● AIM
Nothing but the lines from the one containing "the photo above" to the end of the data should be returned, each exactly as written.

● PROVIDED RECORDS
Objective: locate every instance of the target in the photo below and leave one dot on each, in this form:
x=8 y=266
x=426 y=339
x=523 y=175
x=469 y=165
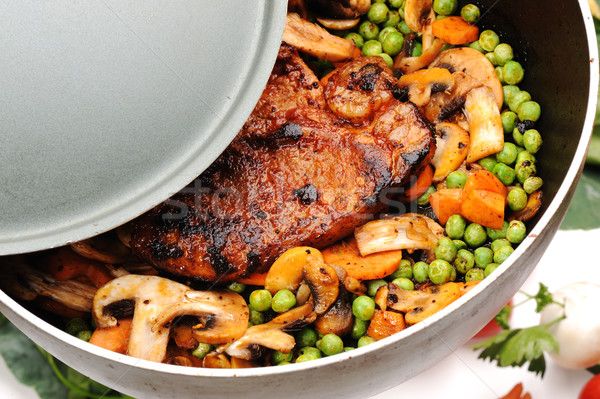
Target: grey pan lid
x=109 y=107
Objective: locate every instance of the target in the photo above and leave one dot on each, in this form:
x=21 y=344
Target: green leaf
x=27 y=364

● RESPONSE
Objective: locate every instance of the target in the photo above and leave one dot on each, in this form:
x=21 y=344
Target: green leaf
x=27 y=364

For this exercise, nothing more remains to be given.